» Prompt:
According to the time series regression text, what two ways can the missing future predictor values be handled?

» Source document:
A further issue is that using the regression model to forecast the target time series requires knowledge of the future values of the predictors, which are usually unavailable. If we attempt to use the fitted model in mlr_fit to forecast, R will throw an error warning us that the required predictor values cannot be found.

mlr_fit |> forecast(h = 5)

Error in `mutate()`:
ℹ In argument: `TSLM(Consumption ~ Income + Production + Savings +
  Unemployment) = (function (object, ...) ...`.
Caused by error in `value[[3L]]()`:
! object 'Income' not found
  Unable to compute required variables from provided `new_data`.
  Does your model require extra variables to produce forecasts?

To resolve this, these predictors can themselves be forecasted, or we may choose to use deterministic predictors instead.

14.1.5 Useful predictors

We now discuss useful deterministic predictors that can be used in time series regression. These comprise simple functions in the time index \(t\) that describe commonly seen structure in real-world time series.

Trend: We have already described the linear trend model \(Y_t = \beta_0 + \beta_1 t + W_t\). This is a regression model, where \(t\) is used as the sole predictor. We can extend this in two ways to model potentially nonlinear trend. (i) Apply polynomial functions of \(t\), e.g. we can fit the model \(Y_t = \beta_0 + \beta_1 t + \beta_2 t^2 + W_t\) via the code snippet TSLM(Y ~ trend() + I(trend() ** 2)). (ii) Apply piecewise linear functions of \(t\). We can specify where to place the knots (i.e. points of nonlinearity) via TSLM(Y ~ trend(knots = c(k1, k2, ...))), where k1, k2, and so on are datetime objects corresponding to the knot locations.

(Extracted rows)
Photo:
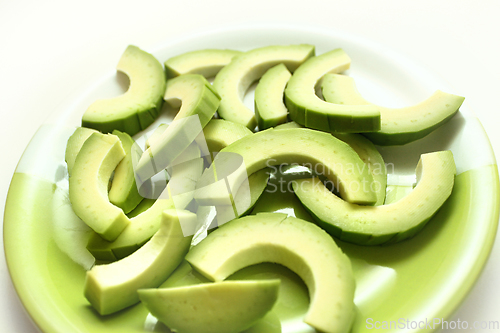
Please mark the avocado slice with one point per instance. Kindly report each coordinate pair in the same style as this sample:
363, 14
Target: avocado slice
307, 109
336, 159
88, 185
113, 287
220, 307
198, 103
394, 222
296, 244
140, 105
270, 109
234, 79
398, 125
204, 62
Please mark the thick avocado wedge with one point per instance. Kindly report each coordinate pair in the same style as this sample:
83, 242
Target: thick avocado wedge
198, 103
220, 307
320, 151
113, 287
204, 62
123, 192
88, 185
387, 223
307, 109
234, 79
270, 109
140, 105
178, 194
398, 125
296, 244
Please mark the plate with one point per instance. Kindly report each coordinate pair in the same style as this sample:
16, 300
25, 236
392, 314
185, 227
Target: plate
408, 286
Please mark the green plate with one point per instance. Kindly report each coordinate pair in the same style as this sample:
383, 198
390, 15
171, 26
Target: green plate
415, 281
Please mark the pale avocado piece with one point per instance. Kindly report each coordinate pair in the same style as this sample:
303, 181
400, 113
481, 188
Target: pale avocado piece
88, 185
294, 243
398, 125
113, 287
220, 307
123, 192
270, 109
307, 109
178, 194
394, 222
206, 62
234, 79
140, 105
336, 159
75, 143
198, 103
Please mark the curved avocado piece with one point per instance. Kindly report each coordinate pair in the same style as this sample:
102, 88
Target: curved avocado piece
178, 194
336, 159
88, 185
198, 103
296, 244
307, 109
270, 110
206, 62
113, 287
220, 307
398, 125
123, 192
234, 79
387, 223
140, 105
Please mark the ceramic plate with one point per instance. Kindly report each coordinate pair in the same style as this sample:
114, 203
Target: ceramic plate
420, 279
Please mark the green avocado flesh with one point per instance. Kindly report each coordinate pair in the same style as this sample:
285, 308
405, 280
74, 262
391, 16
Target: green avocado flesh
394, 222
204, 62
234, 79
88, 185
113, 287
398, 125
270, 109
220, 307
320, 151
140, 105
307, 109
294, 243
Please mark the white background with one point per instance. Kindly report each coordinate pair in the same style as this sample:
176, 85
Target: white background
50, 49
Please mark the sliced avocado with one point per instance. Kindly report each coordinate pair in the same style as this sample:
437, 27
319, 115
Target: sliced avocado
123, 192
88, 185
112, 287
270, 109
204, 62
198, 103
221, 307
398, 125
336, 159
140, 105
307, 109
234, 79
394, 222
75, 143
294, 243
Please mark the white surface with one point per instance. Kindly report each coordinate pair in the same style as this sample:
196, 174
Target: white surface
49, 50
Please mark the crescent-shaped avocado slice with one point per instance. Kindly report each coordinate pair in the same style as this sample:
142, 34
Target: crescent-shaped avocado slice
113, 287
220, 307
234, 79
398, 125
140, 105
387, 223
296, 244
204, 62
307, 109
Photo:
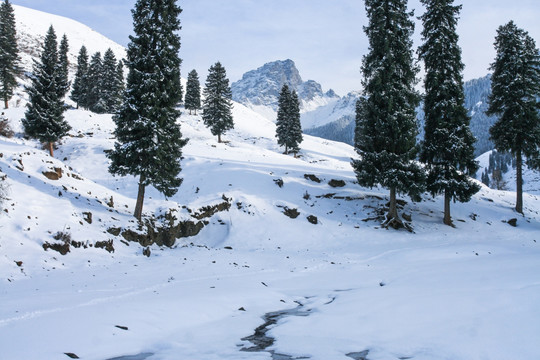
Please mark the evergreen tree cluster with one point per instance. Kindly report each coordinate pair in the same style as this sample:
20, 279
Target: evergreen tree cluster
148, 138
217, 104
288, 126
99, 82
44, 117
9, 53
192, 100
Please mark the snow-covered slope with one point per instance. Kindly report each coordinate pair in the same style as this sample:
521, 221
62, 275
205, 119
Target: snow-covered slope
259, 89
284, 252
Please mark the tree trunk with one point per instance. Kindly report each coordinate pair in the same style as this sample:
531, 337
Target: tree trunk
140, 199
519, 183
392, 208
447, 218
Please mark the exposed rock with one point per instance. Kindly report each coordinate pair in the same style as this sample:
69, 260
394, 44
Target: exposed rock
106, 244
53, 175
87, 217
336, 183
292, 213
313, 219
312, 177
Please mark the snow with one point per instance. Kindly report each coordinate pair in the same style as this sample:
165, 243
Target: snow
466, 293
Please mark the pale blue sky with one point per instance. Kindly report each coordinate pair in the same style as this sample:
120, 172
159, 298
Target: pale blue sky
324, 37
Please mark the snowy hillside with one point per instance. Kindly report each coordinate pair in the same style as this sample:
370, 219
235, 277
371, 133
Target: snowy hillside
32, 25
273, 257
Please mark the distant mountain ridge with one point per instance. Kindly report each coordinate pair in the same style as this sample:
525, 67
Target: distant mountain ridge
259, 89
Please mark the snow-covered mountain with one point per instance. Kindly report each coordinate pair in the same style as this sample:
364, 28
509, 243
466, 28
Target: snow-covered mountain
259, 89
32, 26
276, 257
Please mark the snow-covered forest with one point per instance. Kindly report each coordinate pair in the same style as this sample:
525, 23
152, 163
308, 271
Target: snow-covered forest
148, 214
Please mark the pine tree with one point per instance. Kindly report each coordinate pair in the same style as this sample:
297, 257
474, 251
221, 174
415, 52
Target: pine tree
9, 52
288, 127
63, 72
386, 123
78, 93
44, 117
148, 139
448, 147
515, 86
192, 99
284, 106
95, 101
295, 126
217, 104
109, 82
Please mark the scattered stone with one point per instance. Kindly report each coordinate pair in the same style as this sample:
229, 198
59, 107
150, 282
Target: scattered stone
336, 183
146, 252
279, 182
313, 219
312, 177
87, 217
292, 213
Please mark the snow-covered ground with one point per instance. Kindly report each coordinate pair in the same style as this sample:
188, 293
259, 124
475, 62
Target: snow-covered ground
354, 290
470, 292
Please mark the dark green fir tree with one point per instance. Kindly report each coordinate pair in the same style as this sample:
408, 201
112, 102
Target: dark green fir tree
95, 100
63, 71
288, 127
44, 117
9, 53
448, 146
386, 123
192, 100
109, 82
515, 87
148, 138
217, 104
78, 93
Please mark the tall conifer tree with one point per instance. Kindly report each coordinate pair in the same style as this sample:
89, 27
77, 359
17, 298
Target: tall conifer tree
217, 103
78, 93
63, 71
192, 100
515, 87
448, 147
9, 52
148, 139
386, 140
44, 117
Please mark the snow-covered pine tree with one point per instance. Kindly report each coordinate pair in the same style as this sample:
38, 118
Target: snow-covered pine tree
386, 139
9, 52
63, 71
78, 93
515, 87
448, 146
120, 85
44, 117
217, 103
294, 126
109, 82
284, 106
192, 100
148, 138
94, 96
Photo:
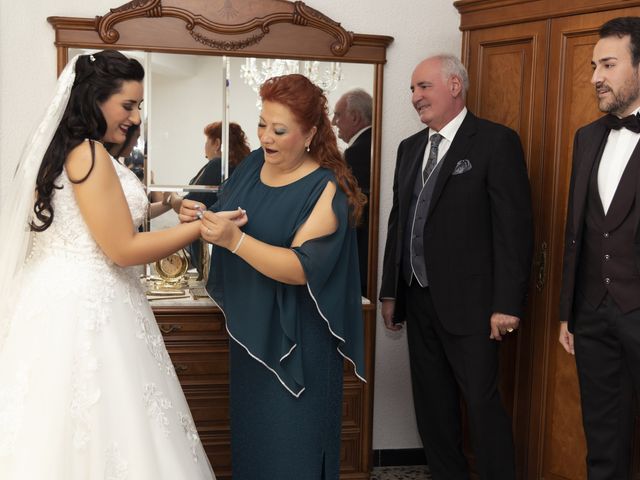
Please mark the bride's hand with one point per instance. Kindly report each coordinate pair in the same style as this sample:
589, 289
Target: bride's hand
219, 230
238, 217
189, 210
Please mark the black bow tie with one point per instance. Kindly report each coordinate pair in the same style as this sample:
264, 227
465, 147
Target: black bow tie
632, 122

» Task answer:
The predictors can themselves be forecasted, or deterministic predictors can be used instead.